> What to do
Reproduce every record below exactly as written, but leave out any pictures.
== Data under study ==
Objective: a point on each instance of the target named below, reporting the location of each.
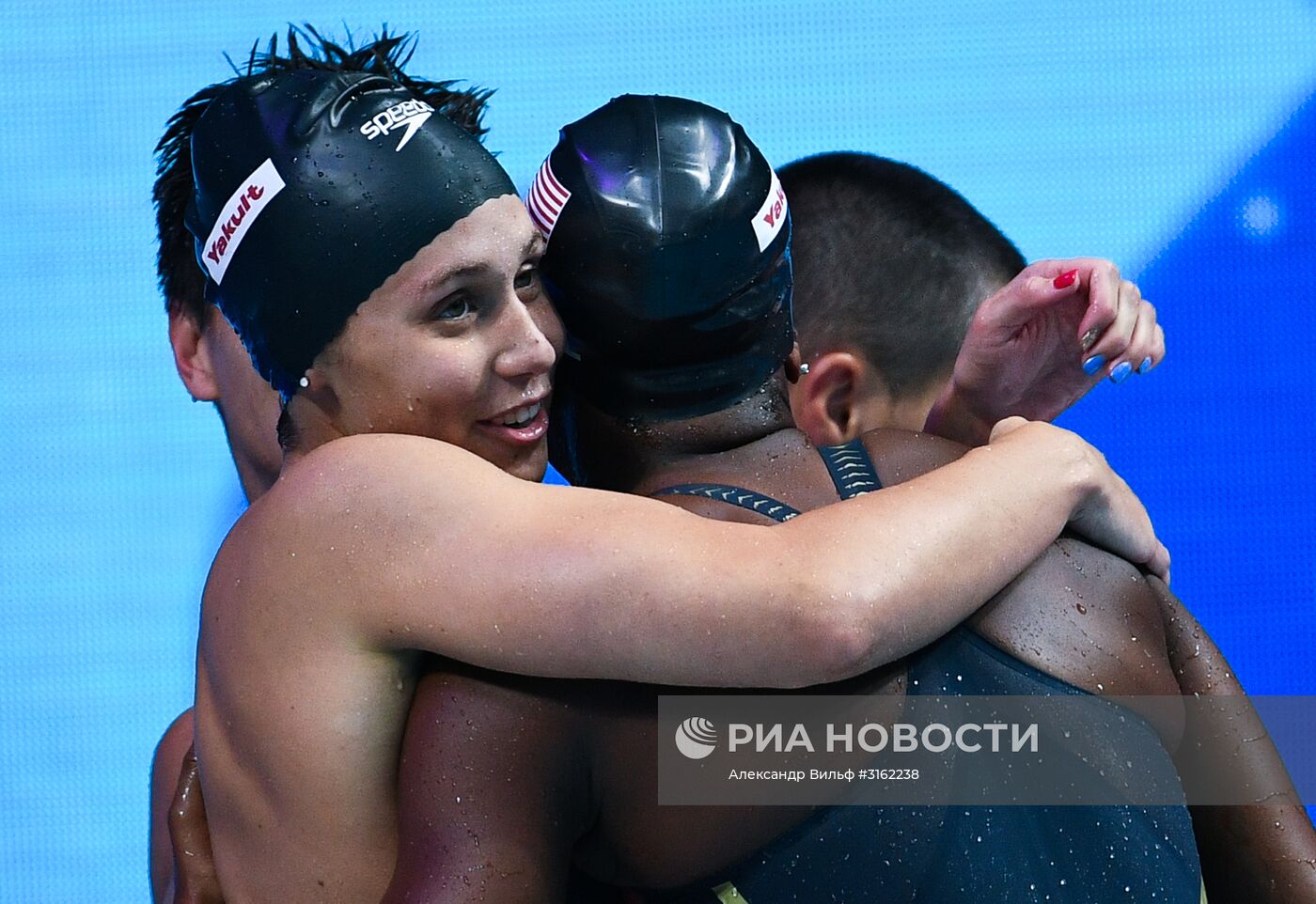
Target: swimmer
(434, 329)
(634, 423)
(208, 355)
(586, 755)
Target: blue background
(1174, 137)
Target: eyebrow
(533, 245)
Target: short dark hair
(888, 262)
(180, 278)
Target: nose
(535, 338)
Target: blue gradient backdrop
(1175, 137)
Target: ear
(824, 401)
(193, 355)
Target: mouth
(524, 425)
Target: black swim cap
(312, 188)
(667, 258)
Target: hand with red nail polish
(1026, 346)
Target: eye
(453, 308)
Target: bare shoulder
(351, 490)
(1088, 617)
(901, 456)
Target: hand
(195, 878)
(1108, 513)
(1042, 342)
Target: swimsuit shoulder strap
(852, 469)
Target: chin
(529, 466)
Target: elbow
(833, 644)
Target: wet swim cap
(312, 188)
(667, 258)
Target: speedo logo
(237, 214)
(772, 216)
(410, 114)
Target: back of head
(311, 188)
(891, 263)
(667, 257)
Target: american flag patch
(546, 199)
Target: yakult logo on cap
(546, 199)
(237, 214)
(772, 216)
(411, 114)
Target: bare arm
(494, 792)
(1042, 342)
(164, 772)
(1265, 853)
(462, 559)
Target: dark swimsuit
(964, 854)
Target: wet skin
(507, 783)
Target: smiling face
(457, 345)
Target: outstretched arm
(167, 762)
(458, 558)
(1042, 342)
(1259, 854)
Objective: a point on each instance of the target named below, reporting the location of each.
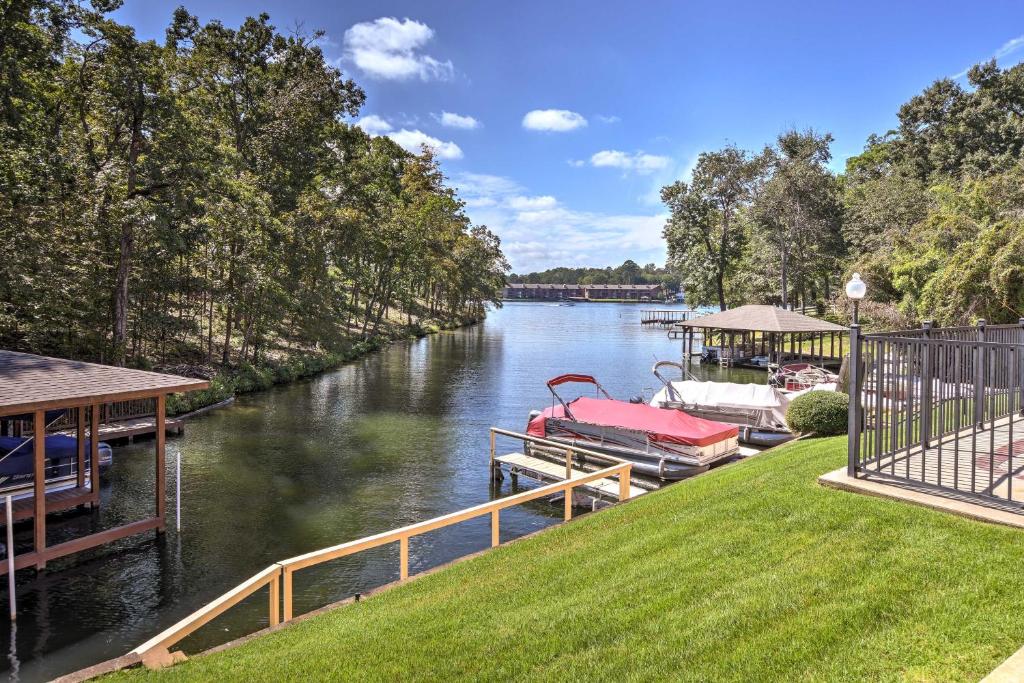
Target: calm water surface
(391, 439)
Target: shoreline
(246, 378)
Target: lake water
(393, 438)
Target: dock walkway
(129, 429)
(545, 470)
(666, 317)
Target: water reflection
(385, 441)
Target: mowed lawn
(753, 571)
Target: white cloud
(531, 203)
(458, 121)
(640, 162)
(412, 140)
(480, 186)
(374, 125)
(1006, 49)
(558, 121)
(388, 48)
(539, 232)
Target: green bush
(823, 413)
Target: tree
(705, 241)
(800, 215)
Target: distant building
(583, 292)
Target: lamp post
(855, 291)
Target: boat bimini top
(658, 425)
(754, 404)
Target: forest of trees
(627, 273)
(931, 213)
(204, 200)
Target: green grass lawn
(753, 571)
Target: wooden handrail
(403, 534)
(156, 651)
(554, 444)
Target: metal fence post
(1020, 367)
(979, 377)
(926, 387)
(853, 426)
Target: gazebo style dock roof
(754, 317)
(30, 385)
(767, 332)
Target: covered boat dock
(761, 335)
(32, 385)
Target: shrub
(823, 413)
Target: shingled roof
(30, 382)
(762, 318)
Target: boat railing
(278, 578)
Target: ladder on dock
(545, 470)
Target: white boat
(757, 410)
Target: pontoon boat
(665, 444)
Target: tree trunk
(125, 248)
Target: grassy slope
(752, 572)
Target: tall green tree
(799, 215)
(704, 233)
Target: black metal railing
(941, 408)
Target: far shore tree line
(204, 200)
(931, 213)
(628, 273)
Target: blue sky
(569, 116)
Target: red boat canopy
(660, 424)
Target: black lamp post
(855, 291)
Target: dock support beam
(80, 445)
(39, 484)
(94, 455)
(161, 435)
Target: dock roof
(30, 382)
(762, 318)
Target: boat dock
(129, 429)
(547, 471)
(666, 317)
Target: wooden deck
(56, 501)
(545, 470)
(984, 462)
(129, 429)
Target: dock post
(39, 485)
(10, 558)
(161, 473)
(273, 589)
(403, 558)
(853, 426)
(177, 491)
(286, 589)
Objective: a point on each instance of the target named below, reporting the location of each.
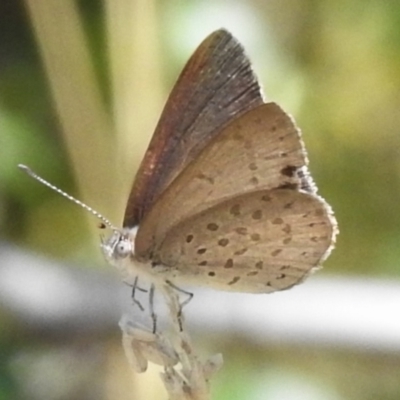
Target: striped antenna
(103, 219)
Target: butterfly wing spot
(223, 242)
(235, 210)
(276, 252)
(257, 214)
(259, 264)
(229, 263)
(289, 185)
(287, 229)
(287, 240)
(204, 177)
(289, 171)
(189, 238)
(234, 280)
(255, 237)
(212, 226)
(240, 252)
(266, 197)
(253, 166)
(254, 181)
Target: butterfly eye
(123, 248)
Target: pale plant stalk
(185, 376)
(87, 132)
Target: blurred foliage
(335, 66)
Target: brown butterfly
(223, 197)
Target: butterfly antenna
(103, 219)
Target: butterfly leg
(152, 313)
(183, 304)
(134, 288)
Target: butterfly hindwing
(256, 242)
(261, 150)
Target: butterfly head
(119, 246)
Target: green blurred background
(81, 87)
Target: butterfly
(223, 197)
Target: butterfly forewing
(216, 85)
(261, 150)
(257, 242)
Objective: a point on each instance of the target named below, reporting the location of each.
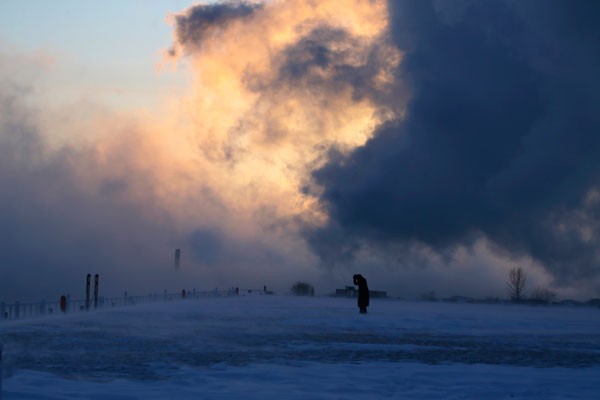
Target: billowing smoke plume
(500, 140)
(425, 144)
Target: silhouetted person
(363, 292)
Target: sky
(429, 145)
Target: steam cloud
(499, 140)
(406, 139)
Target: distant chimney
(177, 258)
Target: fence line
(18, 310)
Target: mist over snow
(298, 347)
(428, 145)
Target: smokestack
(177, 258)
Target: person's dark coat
(363, 291)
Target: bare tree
(544, 295)
(516, 284)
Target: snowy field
(278, 347)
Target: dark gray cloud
(199, 21)
(500, 138)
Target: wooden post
(96, 291)
(87, 291)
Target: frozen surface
(287, 347)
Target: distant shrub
(303, 289)
(516, 284)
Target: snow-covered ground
(279, 347)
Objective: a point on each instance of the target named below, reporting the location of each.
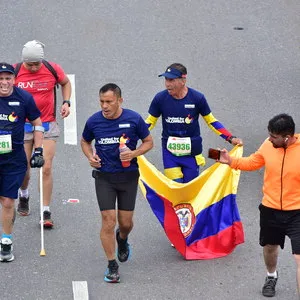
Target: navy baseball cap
(5, 67)
(172, 74)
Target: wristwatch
(68, 102)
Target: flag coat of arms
(201, 217)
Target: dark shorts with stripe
(276, 224)
(116, 187)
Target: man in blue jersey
(16, 106)
(116, 173)
(180, 107)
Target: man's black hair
(178, 67)
(282, 124)
(111, 87)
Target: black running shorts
(276, 224)
(116, 186)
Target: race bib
(5, 143)
(179, 146)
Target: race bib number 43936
(179, 146)
(5, 143)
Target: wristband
(39, 128)
(230, 139)
(68, 102)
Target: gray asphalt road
(247, 76)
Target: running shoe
(268, 289)
(6, 250)
(123, 251)
(23, 206)
(111, 274)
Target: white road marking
(80, 290)
(70, 123)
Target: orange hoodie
(281, 188)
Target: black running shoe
(23, 206)
(268, 289)
(6, 250)
(111, 274)
(123, 251)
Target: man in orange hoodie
(280, 207)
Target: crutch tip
(43, 253)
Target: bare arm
(38, 135)
(87, 149)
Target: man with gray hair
(39, 78)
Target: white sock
(46, 208)
(272, 274)
(24, 193)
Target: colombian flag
===
> Output below
Objective: a point on each instance of the target named below, reporting the location of each.
Target: swimmer
(434, 329)
(634, 423)
(208, 355)
(586, 755)
Target: blue background
(1174, 137)
Target: eyebrow
(533, 245)
Target: short dark hair
(888, 262)
(180, 278)
Target: nose
(535, 338)
Target: blue gradient backdrop
(1175, 137)
Target: ear
(824, 401)
(193, 355)
Target: mouth
(524, 425)
Target: black swim cap
(312, 188)
(667, 258)
Target: hand with red nail polish
(1026, 346)
Target: eye
(453, 308)
Target: bare shoulder
(351, 490)
(1088, 617)
(901, 456)
Target: hand
(195, 878)
(1108, 513)
(1042, 342)
Target: swimsuit shoulder strap
(852, 469)
Target: chin
(529, 466)
Target: elbow
(833, 644)
Target: wet swim cap
(312, 188)
(667, 258)
Target: speedo logo
(237, 214)
(772, 216)
(410, 114)
Target: back of head
(311, 188)
(891, 263)
(667, 257)
Target: american flag patch
(546, 199)
Target: yakult logo on cap
(546, 199)
(237, 214)
(772, 216)
(411, 114)
Target: bare arm
(494, 792)
(1042, 342)
(164, 772)
(1265, 853)
(462, 559)
Target: dark swimsuit
(964, 854)
Target: wet skin
(507, 783)
Target: smiling face
(457, 345)
Target: outstretched arm
(167, 762)
(458, 558)
(1042, 342)
(1259, 854)
Objective: a point on each instance of the target named below, reporting the location of each.
Target: calm water surface
(391, 439)
Target: shoreline
(246, 378)
Target: lake water
(393, 438)
Target: dock walkway
(129, 429)
(545, 470)
(666, 317)
Target: water reflection
(385, 441)
Target: mowed lawn
(753, 571)
Target: white cloud
(531, 203)
(458, 121)
(640, 162)
(412, 140)
(480, 186)
(374, 125)
(1006, 49)
(558, 121)
(388, 48)
(539, 232)
Target: green bush
(823, 413)
Target: tree
(705, 241)
(800, 215)
Target: distant building
(583, 292)
Target: lamp post
(855, 291)
Target: boat bimini top
(658, 425)
(754, 404)
Target: forest of trees
(627, 273)
(931, 213)
(204, 200)
Target: green grass lawn
(753, 571)
Target: wooden handrail
(403, 534)
(156, 651)
(554, 444)
Target: metal fence post
(1020, 367)
(979, 377)
(926, 387)
(853, 426)
Target: gazebo style dock roof
(754, 317)
(30, 385)
(767, 332)
Target: covered boat dock
(761, 335)
(32, 385)
Target: shrub
(823, 413)
Target: shingled roof
(30, 382)
(762, 318)
Target: boat railing
(278, 578)
Target: ladder on dock
(545, 470)
Target: white boat
(757, 410)
Target: pontoon boat
(665, 444)
Target: tree trunk
(125, 248)
Target: grassy slope
(752, 572)
Target: tall green tree
(799, 215)
(704, 233)
Target: black metal railing
(941, 408)
Target: far shore tree line
(204, 200)
(931, 213)
(628, 273)
Target: blue sky
(569, 116)
Target: red boat canopy
(660, 424)
Target: black lamp post
(855, 291)
Target: dock support beam
(80, 445)
(39, 484)
(94, 455)
(161, 435)
Target: dock roof
(30, 382)
(762, 318)
Target: boat dock
(129, 429)
(547, 471)
(666, 317)
Target: wooden deck
(56, 501)
(545, 470)
(984, 462)
(129, 429)
Target: dock post
(39, 485)
(10, 558)
(161, 473)
(273, 589)
(403, 558)
(853, 426)
(177, 491)
(286, 589)
Objective: a point on each instance of the target named below, reporting the location of each.
Target: striped antenna
(103, 219)
Target: butterfly wing spot
(223, 242)
(235, 210)
(276, 252)
(257, 214)
(259, 264)
(229, 263)
(289, 185)
(287, 229)
(287, 240)
(204, 177)
(289, 171)
(189, 238)
(234, 280)
(255, 237)
(212, 226)
(240, 252)
(266, 197)
(253, 166)
(254, 181)
Target: butterfly eye
(123, 248)
Target: pale plant stalk
(185, 376)
(87, 132)
Target: blurred foliage
(335, 66)
Target: brown butterfly
(223, 197)
Target: butterfly antenna
(103, 219)
Target: butterfly leg
(152, 313)
(183, 304)
(134, 288)
Target: butterfly hindwing
(256, 242)
(261, 150)
Target: butterfly head
(119, 246)
Target: green blurred background
(81, 87)
Target: butterfly
(223, 197)
Target: butterfly forewing
(216, 85)
(261, 150)
(257, 242)
Objective: a point on each instance of the target named below, reporting the location of each.
Target: billowing smoke plume
(500, 140)
(425, 144)
Target: silhouetted person
(363, 292)
Target: sky
(429, 145)
Target: steam cloud
(499, 140)
(406, 139)
Target: distant chimney
(177, 258)
Target: fence line
(18, 310)
Target: mist over snow
(298, 347)
(428, 145)
Target: smokestack
(177, 258)
Target: person's dark coat
(363, 291)
Target: bare tree
(544, 295)
(516, 284)
Target: snowy field
(278, 347)
Target: dark gray cloud
(199, 21)
(500, 138)
Target: wooden post
(96, 291)
(87, 291)
Target: frozen surface
(287, 347)
Target: distant shrub
(303, 289)
(516, 284)
Target: snow-covered ground
(279, 347)
Objective: a point on each instance of the target named below, reporting the location of each.
Target: navy baseball cap
(5, 67)
(172, 74)
Target: wristwatch
(68, 102)
Target: flag coat of arms
(201, 217)
Target: dark shorts with stripe
(276, 224)
(116, 187)
Target: man in blue jersey
(16, 106)
(116, 173)
(180, 107)
Target: man's black hair
(178, 67)
(282, 124)
(111, 87)
Target: black running shorts
(276, 224)
(116, 186)
Target: race bib
(5, 143)
(179, 146)
Target: race bib number 43936
(179, 146)
(5, 143)
Target: wristband
(39, 128)
(230, 139)
(68, 102)
Target: gray asphalt road
(247, 76)
Target: running shoe
(268, 289)
(6, 250)
(123, 251)
(23, 206)
(111, 274)
Target: white road marking
(80, 290)
(70, 123)
Target: orange hoodie
(281, 188)
Target: black running shoe
(23, 206)
(268, 289)
(6, 250)
(111, 274)
(123, 251)
Target: man in orange hoodie
(280, 207)
Target: crutch tip
(43, 253)
Target: bare arm
(38, 135)
(87, 149)
Target: man with gray hair
(39, 78)
Target: white sock
(46, 208)
(272, 274)
(24, 193)
Target: colombian flag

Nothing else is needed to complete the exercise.